**TASK TO COMPLETE:**
Count every line of these entries that holds the word "lamp", and reply with the number only.

**DATA TO PROCESS:**
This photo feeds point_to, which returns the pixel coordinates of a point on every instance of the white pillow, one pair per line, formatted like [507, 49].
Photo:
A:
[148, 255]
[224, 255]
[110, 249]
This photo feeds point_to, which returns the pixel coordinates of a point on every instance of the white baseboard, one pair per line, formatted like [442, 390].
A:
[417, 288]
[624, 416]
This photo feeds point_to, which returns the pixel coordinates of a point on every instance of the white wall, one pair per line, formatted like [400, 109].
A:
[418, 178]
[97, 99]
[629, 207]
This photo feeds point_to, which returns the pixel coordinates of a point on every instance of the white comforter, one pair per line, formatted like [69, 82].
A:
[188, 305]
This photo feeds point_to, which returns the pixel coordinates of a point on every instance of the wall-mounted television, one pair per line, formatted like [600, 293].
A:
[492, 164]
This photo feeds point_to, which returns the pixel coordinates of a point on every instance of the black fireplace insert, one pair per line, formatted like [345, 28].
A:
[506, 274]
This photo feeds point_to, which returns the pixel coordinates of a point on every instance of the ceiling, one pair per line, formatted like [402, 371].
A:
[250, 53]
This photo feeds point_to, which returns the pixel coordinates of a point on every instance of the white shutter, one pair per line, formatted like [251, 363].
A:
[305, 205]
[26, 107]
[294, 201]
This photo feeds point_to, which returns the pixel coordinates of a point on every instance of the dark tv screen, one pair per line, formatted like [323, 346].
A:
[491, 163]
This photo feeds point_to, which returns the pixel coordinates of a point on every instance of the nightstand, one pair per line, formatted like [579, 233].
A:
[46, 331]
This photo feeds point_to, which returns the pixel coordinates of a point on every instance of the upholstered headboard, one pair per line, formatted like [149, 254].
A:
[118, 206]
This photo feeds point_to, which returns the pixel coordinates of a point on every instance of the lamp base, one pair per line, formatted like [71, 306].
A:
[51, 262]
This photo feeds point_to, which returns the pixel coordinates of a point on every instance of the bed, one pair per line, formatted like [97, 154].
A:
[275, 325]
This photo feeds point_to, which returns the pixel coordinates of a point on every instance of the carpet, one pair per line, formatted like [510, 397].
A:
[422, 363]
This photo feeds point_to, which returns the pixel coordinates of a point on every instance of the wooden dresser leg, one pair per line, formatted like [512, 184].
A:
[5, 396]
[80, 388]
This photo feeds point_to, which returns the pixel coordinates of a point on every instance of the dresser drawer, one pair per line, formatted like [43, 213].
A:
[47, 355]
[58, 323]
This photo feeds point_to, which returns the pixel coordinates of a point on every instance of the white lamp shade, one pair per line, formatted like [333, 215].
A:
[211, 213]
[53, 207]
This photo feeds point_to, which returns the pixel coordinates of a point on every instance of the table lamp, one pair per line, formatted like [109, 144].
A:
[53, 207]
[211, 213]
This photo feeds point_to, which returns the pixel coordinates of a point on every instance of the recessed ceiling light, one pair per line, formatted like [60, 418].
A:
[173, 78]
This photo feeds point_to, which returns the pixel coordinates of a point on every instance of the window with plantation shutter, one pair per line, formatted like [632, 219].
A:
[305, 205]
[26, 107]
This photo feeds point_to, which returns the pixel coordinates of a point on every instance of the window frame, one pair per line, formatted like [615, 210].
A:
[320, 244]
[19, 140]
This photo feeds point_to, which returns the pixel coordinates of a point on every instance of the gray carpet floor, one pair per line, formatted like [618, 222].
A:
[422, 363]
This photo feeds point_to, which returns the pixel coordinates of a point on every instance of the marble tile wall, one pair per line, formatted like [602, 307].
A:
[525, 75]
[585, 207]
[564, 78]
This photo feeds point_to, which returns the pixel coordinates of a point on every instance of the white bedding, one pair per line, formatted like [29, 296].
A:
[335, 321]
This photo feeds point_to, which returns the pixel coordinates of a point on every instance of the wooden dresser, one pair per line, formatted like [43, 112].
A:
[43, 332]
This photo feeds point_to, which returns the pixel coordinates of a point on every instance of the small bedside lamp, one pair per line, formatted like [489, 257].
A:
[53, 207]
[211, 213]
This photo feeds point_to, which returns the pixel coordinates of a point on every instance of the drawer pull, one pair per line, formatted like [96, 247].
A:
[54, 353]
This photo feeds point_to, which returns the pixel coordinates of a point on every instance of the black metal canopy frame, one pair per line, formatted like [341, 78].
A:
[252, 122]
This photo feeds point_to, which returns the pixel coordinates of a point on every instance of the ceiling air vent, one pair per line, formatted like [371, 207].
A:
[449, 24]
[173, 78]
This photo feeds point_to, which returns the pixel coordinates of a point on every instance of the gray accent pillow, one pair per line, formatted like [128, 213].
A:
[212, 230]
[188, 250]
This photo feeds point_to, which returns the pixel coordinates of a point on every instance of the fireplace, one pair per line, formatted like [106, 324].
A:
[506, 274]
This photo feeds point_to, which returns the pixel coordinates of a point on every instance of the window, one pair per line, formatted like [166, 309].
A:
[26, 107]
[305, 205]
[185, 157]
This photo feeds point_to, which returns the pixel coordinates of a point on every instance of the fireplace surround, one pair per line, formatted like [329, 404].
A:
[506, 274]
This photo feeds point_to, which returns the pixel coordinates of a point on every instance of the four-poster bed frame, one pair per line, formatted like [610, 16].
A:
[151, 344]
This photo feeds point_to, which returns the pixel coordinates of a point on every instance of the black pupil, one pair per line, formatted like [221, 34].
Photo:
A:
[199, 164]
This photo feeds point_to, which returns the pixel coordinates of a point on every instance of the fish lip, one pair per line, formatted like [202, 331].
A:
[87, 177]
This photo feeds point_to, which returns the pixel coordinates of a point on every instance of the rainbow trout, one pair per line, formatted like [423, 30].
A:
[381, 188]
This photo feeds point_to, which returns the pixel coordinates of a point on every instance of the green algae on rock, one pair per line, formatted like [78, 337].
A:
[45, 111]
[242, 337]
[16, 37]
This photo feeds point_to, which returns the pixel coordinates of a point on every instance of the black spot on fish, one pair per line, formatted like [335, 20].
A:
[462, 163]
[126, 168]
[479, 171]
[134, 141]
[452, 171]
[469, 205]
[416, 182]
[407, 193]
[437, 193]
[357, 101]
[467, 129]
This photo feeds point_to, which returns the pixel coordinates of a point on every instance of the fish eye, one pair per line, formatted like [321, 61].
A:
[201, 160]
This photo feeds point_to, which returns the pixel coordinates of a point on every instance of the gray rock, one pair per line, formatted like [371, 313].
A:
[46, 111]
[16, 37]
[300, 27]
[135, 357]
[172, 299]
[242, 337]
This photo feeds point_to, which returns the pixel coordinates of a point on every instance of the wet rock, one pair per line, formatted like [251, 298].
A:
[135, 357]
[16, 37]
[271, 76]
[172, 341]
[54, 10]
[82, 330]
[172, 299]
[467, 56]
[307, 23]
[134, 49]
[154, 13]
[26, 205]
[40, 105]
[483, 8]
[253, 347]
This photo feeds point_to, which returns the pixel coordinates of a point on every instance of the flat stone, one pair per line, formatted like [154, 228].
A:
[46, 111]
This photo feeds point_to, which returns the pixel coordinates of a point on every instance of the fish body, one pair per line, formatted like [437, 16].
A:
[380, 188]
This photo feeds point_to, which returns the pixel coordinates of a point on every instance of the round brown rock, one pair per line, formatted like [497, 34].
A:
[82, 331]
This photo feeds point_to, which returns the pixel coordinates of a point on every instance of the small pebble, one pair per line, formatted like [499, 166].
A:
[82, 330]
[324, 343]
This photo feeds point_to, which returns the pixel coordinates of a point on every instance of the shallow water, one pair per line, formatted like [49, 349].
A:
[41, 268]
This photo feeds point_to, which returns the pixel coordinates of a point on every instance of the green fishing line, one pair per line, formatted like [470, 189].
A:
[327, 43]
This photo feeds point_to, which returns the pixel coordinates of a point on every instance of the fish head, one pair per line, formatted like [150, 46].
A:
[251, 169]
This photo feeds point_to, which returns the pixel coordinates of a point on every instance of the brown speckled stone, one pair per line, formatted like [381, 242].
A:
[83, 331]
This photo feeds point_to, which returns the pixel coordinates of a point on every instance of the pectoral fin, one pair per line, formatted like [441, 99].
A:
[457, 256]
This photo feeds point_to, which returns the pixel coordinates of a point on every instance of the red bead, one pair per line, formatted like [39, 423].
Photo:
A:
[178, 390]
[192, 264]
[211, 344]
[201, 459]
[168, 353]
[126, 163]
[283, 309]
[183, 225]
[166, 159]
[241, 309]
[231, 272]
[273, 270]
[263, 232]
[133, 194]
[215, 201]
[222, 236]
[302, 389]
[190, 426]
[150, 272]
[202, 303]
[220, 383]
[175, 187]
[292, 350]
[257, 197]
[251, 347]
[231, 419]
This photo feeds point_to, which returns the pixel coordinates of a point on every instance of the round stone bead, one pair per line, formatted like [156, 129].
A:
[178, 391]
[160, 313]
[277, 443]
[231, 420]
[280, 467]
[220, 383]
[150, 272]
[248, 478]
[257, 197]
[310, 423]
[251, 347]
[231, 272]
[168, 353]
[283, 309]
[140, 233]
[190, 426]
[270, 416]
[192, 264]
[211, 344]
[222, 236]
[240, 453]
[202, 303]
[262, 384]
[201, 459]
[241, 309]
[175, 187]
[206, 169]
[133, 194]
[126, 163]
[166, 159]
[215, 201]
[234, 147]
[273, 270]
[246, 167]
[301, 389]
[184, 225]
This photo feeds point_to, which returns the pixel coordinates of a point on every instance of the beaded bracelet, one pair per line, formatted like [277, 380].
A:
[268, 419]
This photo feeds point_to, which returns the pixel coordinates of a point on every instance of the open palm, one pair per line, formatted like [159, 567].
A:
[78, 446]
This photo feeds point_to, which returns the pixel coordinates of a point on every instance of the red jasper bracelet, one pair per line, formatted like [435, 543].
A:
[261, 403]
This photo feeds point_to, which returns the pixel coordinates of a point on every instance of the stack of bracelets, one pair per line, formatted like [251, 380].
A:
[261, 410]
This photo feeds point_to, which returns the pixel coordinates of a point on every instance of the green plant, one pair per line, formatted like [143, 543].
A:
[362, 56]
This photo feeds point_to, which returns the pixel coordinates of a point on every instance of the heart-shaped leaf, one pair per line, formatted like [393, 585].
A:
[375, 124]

**YOUR SOLUTION:**
4